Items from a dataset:
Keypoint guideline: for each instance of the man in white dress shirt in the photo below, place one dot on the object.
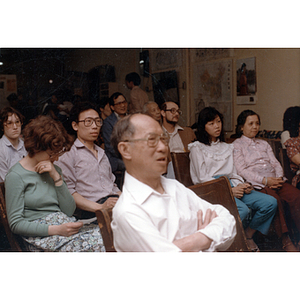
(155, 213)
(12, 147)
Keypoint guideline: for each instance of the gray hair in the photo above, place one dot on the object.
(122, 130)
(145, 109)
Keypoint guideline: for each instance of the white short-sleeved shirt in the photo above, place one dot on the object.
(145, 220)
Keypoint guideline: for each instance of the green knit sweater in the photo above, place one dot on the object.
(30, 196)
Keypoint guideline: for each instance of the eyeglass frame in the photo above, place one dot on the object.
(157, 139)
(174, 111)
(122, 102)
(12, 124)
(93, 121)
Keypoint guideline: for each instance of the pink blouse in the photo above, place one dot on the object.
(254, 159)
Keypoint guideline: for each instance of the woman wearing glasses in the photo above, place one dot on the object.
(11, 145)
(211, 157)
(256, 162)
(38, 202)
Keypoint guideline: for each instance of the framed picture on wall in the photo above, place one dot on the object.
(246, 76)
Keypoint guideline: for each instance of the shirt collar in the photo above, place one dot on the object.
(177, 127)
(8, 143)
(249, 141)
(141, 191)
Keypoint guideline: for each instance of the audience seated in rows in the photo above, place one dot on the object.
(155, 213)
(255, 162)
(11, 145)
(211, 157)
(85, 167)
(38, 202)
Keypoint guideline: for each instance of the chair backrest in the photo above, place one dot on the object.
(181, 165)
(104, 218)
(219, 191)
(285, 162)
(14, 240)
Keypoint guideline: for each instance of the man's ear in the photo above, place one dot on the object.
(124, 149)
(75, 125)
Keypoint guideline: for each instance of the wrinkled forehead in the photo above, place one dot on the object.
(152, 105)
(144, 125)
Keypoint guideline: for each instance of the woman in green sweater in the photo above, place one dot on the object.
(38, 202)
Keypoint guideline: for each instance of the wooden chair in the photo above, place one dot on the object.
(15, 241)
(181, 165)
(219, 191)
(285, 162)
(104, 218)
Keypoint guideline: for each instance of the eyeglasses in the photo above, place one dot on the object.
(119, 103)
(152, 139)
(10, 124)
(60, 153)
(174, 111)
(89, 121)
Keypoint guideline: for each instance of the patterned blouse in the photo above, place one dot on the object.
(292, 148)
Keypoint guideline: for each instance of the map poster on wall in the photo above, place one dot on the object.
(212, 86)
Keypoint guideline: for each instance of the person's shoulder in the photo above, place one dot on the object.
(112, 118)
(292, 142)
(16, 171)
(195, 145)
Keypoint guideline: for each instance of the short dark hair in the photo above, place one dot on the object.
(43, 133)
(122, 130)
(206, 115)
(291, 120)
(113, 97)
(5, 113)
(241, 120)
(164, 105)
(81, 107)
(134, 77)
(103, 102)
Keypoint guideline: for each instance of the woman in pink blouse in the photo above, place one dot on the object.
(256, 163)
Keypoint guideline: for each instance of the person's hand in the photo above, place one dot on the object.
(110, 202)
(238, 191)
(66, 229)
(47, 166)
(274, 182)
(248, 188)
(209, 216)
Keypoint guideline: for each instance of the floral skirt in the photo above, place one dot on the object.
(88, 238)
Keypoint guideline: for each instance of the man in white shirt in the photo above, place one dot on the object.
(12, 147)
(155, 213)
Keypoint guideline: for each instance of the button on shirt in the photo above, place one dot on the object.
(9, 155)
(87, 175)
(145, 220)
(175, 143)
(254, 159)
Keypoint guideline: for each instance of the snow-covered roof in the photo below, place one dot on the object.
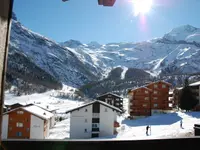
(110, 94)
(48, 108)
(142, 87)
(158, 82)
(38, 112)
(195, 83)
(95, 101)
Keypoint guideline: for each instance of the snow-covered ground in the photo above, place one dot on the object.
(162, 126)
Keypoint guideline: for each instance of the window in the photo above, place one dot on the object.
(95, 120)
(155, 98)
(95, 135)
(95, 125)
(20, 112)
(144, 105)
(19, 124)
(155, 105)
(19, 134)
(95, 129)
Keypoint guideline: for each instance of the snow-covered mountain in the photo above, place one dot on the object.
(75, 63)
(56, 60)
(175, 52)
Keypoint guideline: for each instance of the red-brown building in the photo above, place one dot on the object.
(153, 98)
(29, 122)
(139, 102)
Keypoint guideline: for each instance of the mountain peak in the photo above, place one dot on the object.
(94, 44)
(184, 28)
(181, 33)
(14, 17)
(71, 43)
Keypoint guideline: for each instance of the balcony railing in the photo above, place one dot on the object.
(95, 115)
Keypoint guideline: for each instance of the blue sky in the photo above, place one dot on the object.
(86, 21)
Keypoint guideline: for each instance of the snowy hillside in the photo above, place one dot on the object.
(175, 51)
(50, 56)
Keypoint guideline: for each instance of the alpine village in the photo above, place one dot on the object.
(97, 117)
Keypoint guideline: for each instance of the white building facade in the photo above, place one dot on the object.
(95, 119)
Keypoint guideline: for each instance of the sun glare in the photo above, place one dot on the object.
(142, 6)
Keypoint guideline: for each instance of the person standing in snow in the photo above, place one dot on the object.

__Problem__
Retype the rows word for word, beginning with the line that contains "Keypoint guideline: for each instance of the alpine" and ending with the last row above.

__Result for this task__
Keypoint guideline: for each instance of the alpine village in the photo above, place one dot on the object.
(97, 117)
Keypoint guideline: for each instance of the white building facade in the photo above, place one dot on the object.
(95, 119)
Keypoint guideline: for each instance of the sun glare in the photo above, place one dot on the object.
(142, 6)
Keypoint guideline: for each instance of the person standing in snow in the photo above, place one dot on the object.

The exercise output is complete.